Input material:
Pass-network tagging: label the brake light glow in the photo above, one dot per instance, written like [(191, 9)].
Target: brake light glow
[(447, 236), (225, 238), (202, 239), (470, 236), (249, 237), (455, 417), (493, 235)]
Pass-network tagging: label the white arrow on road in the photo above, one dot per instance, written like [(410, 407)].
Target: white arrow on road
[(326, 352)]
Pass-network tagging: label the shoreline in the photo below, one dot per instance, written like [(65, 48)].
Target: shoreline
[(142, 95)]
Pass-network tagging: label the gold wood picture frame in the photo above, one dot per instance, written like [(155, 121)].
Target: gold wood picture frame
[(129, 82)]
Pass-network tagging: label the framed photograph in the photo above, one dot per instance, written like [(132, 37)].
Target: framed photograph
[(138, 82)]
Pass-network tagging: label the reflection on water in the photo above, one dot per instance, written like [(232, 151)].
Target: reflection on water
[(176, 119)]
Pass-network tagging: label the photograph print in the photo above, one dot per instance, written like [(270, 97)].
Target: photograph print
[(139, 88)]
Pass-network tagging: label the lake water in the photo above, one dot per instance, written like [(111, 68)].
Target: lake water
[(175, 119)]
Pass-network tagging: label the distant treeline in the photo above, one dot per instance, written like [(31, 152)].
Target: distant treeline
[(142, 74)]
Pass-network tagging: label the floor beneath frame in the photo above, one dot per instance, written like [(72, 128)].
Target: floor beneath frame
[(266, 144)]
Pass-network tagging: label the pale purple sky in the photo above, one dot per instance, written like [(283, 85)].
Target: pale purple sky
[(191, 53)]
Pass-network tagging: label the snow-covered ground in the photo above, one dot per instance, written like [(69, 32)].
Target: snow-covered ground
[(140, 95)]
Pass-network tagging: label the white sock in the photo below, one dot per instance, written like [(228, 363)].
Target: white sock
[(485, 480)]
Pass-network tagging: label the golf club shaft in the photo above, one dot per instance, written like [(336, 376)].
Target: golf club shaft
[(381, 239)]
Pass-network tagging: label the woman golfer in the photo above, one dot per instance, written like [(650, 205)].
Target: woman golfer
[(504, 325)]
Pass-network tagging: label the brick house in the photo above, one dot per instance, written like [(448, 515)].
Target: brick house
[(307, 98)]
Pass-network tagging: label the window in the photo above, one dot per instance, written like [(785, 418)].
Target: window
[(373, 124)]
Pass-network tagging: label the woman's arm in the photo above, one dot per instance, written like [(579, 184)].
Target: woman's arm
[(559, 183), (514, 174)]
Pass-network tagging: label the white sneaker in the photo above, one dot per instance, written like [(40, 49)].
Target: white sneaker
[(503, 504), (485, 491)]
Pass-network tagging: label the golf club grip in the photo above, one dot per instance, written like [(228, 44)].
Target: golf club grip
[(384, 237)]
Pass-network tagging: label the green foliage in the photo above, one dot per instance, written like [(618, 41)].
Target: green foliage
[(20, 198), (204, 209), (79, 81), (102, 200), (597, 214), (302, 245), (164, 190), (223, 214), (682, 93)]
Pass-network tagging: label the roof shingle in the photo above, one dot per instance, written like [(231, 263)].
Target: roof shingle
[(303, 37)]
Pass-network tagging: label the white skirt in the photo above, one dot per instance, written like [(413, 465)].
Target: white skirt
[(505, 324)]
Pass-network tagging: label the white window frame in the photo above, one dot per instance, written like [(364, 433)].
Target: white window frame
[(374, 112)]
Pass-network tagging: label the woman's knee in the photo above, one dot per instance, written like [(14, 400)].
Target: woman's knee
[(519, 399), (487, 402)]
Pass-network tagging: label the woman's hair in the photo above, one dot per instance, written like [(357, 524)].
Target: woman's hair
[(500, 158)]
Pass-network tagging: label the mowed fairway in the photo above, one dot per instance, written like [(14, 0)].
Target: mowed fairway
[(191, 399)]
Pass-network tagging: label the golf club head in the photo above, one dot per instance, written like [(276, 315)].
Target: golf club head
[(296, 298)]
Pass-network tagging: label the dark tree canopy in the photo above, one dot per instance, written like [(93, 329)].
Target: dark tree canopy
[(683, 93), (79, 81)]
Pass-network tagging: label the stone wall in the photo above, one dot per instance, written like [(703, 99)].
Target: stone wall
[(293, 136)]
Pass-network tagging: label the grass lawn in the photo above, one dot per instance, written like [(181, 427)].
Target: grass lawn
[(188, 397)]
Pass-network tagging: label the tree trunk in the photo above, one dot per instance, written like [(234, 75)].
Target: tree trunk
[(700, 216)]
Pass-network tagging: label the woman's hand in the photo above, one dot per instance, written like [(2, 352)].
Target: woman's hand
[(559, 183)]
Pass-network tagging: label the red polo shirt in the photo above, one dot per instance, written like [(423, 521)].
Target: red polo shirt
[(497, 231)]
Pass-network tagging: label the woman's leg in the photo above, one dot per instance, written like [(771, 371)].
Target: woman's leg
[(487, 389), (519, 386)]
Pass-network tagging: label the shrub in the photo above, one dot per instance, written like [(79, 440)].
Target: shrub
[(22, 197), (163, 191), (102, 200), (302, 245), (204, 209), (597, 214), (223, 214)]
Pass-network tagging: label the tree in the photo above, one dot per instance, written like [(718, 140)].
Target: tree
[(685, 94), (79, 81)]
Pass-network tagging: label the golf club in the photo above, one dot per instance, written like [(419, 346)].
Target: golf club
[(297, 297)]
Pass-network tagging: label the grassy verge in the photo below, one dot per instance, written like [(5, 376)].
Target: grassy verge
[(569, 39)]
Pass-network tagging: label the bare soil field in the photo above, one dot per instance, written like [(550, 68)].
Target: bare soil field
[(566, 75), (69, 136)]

Stated exercise: Set down the records above again without any change, starting with the line that contains "Pass-network tagging: label the woman's hand" and going on through the line that contains "[(559, 183)]".

Response to the exercise:
Pass-network tagging: label the woman's hand in the photo above, one dot per instance, written like [(2, 352)].
Target: woman's hand
[(559, 183)]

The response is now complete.